* begin Records provided *

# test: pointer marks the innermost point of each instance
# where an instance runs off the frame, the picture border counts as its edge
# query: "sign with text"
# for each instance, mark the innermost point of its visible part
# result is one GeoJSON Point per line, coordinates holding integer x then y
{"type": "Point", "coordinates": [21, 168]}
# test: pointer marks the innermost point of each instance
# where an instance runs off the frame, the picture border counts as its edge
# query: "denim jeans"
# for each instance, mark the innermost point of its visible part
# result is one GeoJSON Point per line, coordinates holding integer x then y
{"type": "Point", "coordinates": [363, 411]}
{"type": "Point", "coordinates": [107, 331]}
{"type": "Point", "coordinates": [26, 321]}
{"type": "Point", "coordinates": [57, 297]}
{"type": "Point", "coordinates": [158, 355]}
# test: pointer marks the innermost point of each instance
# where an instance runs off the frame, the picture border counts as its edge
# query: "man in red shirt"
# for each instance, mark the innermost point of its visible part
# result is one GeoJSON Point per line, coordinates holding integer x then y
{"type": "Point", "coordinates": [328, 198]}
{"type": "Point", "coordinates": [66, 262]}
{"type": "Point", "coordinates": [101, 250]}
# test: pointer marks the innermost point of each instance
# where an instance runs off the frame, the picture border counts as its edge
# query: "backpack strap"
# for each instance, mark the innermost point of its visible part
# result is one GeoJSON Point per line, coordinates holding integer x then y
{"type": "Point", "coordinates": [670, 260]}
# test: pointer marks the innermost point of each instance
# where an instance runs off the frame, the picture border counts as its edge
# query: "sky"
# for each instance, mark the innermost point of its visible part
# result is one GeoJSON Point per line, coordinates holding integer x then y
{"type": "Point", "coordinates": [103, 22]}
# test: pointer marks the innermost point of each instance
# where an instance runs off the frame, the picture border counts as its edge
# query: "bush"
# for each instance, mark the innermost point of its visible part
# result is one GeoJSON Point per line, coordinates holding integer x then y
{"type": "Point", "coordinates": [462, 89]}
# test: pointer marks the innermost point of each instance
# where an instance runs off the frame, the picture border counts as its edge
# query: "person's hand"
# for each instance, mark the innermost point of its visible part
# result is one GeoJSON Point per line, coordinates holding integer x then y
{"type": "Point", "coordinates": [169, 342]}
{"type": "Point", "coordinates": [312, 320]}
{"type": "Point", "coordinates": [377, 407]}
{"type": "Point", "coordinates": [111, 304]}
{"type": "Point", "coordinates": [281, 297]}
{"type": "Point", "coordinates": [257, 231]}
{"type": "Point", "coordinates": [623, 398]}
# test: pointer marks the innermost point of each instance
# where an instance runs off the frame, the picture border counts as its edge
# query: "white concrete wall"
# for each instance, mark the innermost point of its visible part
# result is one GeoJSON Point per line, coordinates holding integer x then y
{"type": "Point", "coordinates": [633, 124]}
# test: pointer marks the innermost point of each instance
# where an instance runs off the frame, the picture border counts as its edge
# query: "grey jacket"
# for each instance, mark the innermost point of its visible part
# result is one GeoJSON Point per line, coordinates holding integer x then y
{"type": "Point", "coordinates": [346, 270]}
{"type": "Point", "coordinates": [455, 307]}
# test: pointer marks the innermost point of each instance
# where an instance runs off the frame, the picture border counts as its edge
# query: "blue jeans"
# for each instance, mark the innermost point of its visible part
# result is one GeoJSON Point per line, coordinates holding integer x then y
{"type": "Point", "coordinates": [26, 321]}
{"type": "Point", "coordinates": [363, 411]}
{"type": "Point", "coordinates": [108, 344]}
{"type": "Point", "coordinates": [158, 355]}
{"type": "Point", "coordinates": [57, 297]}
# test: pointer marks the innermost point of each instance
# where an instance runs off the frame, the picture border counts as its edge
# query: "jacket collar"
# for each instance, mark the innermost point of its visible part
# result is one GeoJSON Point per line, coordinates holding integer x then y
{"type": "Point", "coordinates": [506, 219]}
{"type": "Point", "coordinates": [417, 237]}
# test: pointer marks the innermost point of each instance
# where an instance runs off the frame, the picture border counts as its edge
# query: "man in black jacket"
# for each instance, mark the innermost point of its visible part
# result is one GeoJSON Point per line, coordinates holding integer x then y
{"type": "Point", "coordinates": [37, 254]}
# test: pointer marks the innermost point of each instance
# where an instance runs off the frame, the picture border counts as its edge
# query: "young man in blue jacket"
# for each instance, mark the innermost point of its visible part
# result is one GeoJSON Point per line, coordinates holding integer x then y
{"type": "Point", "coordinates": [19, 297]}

* end Records provided *

» **Work instructions**: Repeat every line of the records above exactly.

» **Full response**:
# test: pointer marks the innermost point of each instance
# where an instance runs off the frame, the picture border counts as its edge
# query: "sign with text"
# for each instance, mark the innermost point of its visible part
# result is one GeoJSON Point per line, coordinates holding integer x then y
{"type": "Point", "coordinates": [21, 168]}
# test: pointer marks the innermost point of each instance
# where an instance runs off the frame, the picture border counts as its edge
# query: "denim jeans"
# for each instance, mark the innermost point of its visible part
# result is one GeoJSON Point per line, coordinates holding integer x then y
{"type": "Point", "coordinates": [363, 411]}
{"type": "Point", "coordinates": [107, 331]}
{"type": "Point", "coordinates": [26, 321]}
{"type": "Point", "coordinates": [57, 297]}
{"type": "Point", "coordinates": [158, 355]}
# test: pointer marks the innermost point of each instance
# where an instance runs off the frame, the picture border counts as its edge
# query: "man in red shirt"
# for each instance, mark the innermost point of its visible part
# result is one GeoJSON Point per line, coordinates holding integer x then y
{"type": "Point", "coordinates": [328, 198]}
{"type": "Point", "coordinates": [66, 262]}
{"type": "Point", "coordinates": [101, 250]}
# test: pointer marks the innermost point of each instance
# where an instance runs off the frame, the picture border counts as its edge
# query: "backpack strap"
# for each instance, mark the innermost point of its visible part
# result is one GeoJSON Point per line, coordinates holding integer x then y
{"type": "Point", "coordinates": [670, 260]}
# test: pointer marks the innermost point of each instance
# where an instance runs off the frame, the picture border counts as its edge
# query: "sky"
# for each instance, mark the innermost point of its visible part
# result is one GeoJSON Point per line, coordinates holding integer x then y
{"type": "Point", "coordinates": [103, 22]}
# test: pointer marks the innermost point of each instance
# where an instance runs off the frame, the picture border counts as its edge
# query: "bush"
# for each instance, mark the innermost point of its visible part
# result is one GeoJSON Point per line, coordinates holding integer x then y
{"type": "Point", "coordinates": [462, 89]}
# test: pointer marks the innermost point of each instance
# where an instance runs off the frame, the picture border counts as its edge
# query: "person's hand"
# for each instance, mark the innermost point of its visible part
# result is one GeoJSON Point per line, coordinates holding integer x then y
{"type": "Point", "coordinates": [169, 342]}
{"type": "Point", "coordinates": [312, 320]}
{"type": "Point", "coordinates": [377, 407]}
{"type": "Point", "coordinates": [111, 304]}
{"type": "Point", "coordinates": [281, 297]}
{"type": "Point", "coordinates": [257, 231]}
{"type": "Point", "coordinates": [623, 398]}
# test: pointer marks the innermost point of each instance
# where an instance runs off the frame, the picture border counts as its edge
# query: "white concrete wall"
# for each instance, mark the innermost point of its visible part
# result is one GeoJSON Point per line, coordinates holding integer x then y
{"type": "Point", "coordinates": [633, 124]}
# test: pointer marks the innermost point of each instance
# where an instance runs off the frame, the picture border counts as its edge
# query: "grey jacket"
# for each instance, mark the innermost point of its visible part
# result is one GeoJSON Point per line, coordinates holding integer x then y
{"type": "Point", "coordinates": [346, 270]}
{"type": "Point", "coordinates": [455, 307]}
# test: pointer marks the innermost point of each instance
# where an instance runs off the frame, the picture border counts as its edge
# query: "blue jeans"
# for each instance, mark the innermost point of its visible part
# result is one GeoJSON Point per line, coordinates holding integer x then y
{"type": "Point", "coordinates": [26, 321]}
{"type": "Point", "coordinates": [363, 411]}
{"type": "Point", "coordinates": [108, 344]}
{"type": "Point", "coordinates": [158, 355]}
{"type": "Point", "coordinates": [57, 297]}
# test: pointer marks the innermost point of each instance
# where an instance runs off the frame, the picture border counts as its edge
# query: "jacket collar"
# for each instance, mark the innermost point of its visible part
# result is one GeoJSON Point per line, coordinates holding integer x then y
{"type": "Point", "coordinates": [506, 219]}
{"type": "Point", "coordinates": [417, 237]}
# test: pointer marks the innermost point of each instance
# where an instance runs off the frame, the picture border counts as its edge
# query: "man in black jacket"
# for each instance, mark the innermost point of its visible part
# result is one GeoJSON Point per line, coordinates holding integer x then y
{"type": "Point", "coordinates": [37, 254]}
# test: pointer marks the innermost point of each instance
# where an instance runs off the frame, the picture border counts as its edge
# query: "young man in blue jacket"
# for each instance, mark the innermost point of its visible part
# result is one GeoJSON Point per line, coordinates holding integer x then y
{"type": "Point", "coordinates": [19, 297]}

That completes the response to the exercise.